EXERCISE
Print every one of the items below word for word, without altering any of them.

'''

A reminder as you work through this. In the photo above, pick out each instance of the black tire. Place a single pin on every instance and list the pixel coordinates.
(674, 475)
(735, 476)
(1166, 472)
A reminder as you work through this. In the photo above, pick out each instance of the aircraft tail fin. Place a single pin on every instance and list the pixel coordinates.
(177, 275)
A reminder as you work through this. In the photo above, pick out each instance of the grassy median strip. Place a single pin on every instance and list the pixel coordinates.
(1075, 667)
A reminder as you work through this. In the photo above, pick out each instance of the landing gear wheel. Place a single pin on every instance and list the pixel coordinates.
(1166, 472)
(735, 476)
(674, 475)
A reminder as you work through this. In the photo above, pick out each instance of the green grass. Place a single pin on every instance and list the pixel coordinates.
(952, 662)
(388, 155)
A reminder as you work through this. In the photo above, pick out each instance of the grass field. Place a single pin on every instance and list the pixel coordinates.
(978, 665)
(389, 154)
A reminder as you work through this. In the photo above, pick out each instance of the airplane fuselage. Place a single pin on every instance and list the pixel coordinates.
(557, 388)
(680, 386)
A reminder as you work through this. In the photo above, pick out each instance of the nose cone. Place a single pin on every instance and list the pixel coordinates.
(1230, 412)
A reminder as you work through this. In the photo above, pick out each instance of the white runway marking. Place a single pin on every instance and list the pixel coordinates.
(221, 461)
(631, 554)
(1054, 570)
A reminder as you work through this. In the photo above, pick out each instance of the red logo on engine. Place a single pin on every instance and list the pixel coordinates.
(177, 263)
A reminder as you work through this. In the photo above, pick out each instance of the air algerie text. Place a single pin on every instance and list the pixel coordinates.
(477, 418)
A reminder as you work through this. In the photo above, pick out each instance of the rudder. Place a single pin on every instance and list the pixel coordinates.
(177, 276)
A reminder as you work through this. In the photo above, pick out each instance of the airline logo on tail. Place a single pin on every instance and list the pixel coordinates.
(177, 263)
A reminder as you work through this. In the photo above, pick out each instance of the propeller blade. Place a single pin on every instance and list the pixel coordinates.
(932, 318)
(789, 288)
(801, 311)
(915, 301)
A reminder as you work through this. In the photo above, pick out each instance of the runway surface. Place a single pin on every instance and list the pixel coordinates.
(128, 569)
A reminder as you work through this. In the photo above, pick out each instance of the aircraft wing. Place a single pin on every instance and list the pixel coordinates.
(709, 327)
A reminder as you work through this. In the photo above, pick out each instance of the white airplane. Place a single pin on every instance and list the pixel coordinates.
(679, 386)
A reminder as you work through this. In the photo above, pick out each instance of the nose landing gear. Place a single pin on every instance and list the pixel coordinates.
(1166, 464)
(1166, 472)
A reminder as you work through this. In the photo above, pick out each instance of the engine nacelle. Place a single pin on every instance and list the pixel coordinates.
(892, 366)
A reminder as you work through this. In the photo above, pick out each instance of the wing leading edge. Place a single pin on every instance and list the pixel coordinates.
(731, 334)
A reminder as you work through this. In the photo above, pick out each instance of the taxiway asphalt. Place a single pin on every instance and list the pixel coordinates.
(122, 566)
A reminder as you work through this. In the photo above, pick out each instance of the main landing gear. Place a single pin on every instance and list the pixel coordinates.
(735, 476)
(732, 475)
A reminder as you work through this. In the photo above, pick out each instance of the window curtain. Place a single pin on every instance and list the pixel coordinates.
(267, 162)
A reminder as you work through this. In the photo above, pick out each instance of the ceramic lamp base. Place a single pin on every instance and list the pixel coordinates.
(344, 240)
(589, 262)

'''

EXPECTED OUTPUT
A reminder as you work through this. In the photo above, pick out each instance of the black tire. Place a single pin on every instance and list the pixel coordinates.
(674, 475)
(735, 476)
(1166, 472)
A reminder as you work through this. In the photo above, pick out each instance of the aircraft tail fin. Place a single pin on every instance and list the pixel coordinates.
(177, 275)
A reminder as you work through this. In the photo above, pick out each instance of the grassy median strip. Place a single pin on every instance and list the pixel coordinates.
(1075, 667)
A reminder as you work through this. In the photo above, pick out each instance of the landing gear wheel. Place a single pin on every instance and list the pixel coordinates.
(1166, 472)
(735, 476)
(674, 475)
A reminder as you work through this. In the photo above, pick out each instance of the green grass. Place a single pin on every instance and list the pixel coordinates.
(952, 662)
(388, 155)
A reminder as you work through this. In the photo above, pick out each instance of the grass field. Place a single pin on every instance and list the pixel coordinates.
(978, 665)
(389, 154)
A reminder as you work through this. In the photo above, pick out each instance of the airplane fuselage. Place a single pin on every instance and list the pixel coordinates.
(557, 388)
(680, 386)
A reminder as you work through this. In the photo above, pick out each instance of the nose cone. Place a single pin on every instance and list the pixel coordinates.
(1230, 412)
A reminder as you work through this. In the photo above, pick out each instance of the white runway marking. Place a single pin on every instance and list the pixel coordinates.
(221, 461)
(631, 554)
(1054, 570)
A reminder as you work through this. In the photo above, pick out each instance of the red logo on engine. Place a single pin on every instance and list the pixel coordinates.
(177, 263)
A reminder as you work through this. In the photo above, pick out each instance of the air algerie text. Place a single pin on every instance and list the pixel coordinates.
(477, 418)
A reminder as you work through this. In the photo above, pick out each instance of the rudder. Place a single pin on every instance and list the pixel coordinates.
(177, 276)
A reminder as you work through this. In the photo above, pick out each instance of the airline logo on tail. Place a single pin on every instance and list the pixel coordinates.
(177, 263)
A reminder as you work through this. In the photo above, pick out each instance of the propeller blade. Place a single pin on every instance and list the pixel coordinates.
(932, 318)
(789, 288)
(801, 311)
(915, 301)
A reminder as you work through this. In the photo above, pick out each instance of the runway surface. Place a single pin on every instance and list the pixel coordinates.
(128, 569)
A reminder as you work through this. In the photo above, pick out each instance of the aircraft wing. Place a single pin on every instance and list the pixel coordinates.
(709, 327)
A reminder as you work through this. In the photo above, pick out each instance of the white airplane. Place a single pin on every instance and list the pixel coordinates.
(679, 386)
A reminder as you work through this. In the photo above, pick out each instance of the nose landing gear. Place a single pin on every instance and list the pixel coordinates.
(1166, 464)
(1166, 472)
A reminder as you work through this. In the photo above, pick out each instance of the engine nacelle. Place a single pin on every instance and list the pixel coordinates.
(892, 366)
A reminder as you work through this. In the photo above, pick out each instance of the wing leading edge. Place a single pin on every instance and list the pixel coordinates.
(731, 334)
A reminder as you work through this. In the photo above, pick out each instance of the taxiway asphalt. Place a single pin on every instance and list the pixel coordinates.
(122, 566)
A reminder as you work through this. In the photo above, pick out each instance of the main landing gear. Place a single pin on every instance and list the pixel coordinates.
(735, 476)
(732, 475)
A reminder as you work through this. In the photo above, pick out each instance of the window curtain. Place a single pin on every instance and list the pixel coordinates.
(267, 162)
A reminder as you work through this. In the photo above, pick out each instance of the ceramic lamp base. Place a single pin on every instance and list the pixel coordinates.
(344, 240)
(589, 262)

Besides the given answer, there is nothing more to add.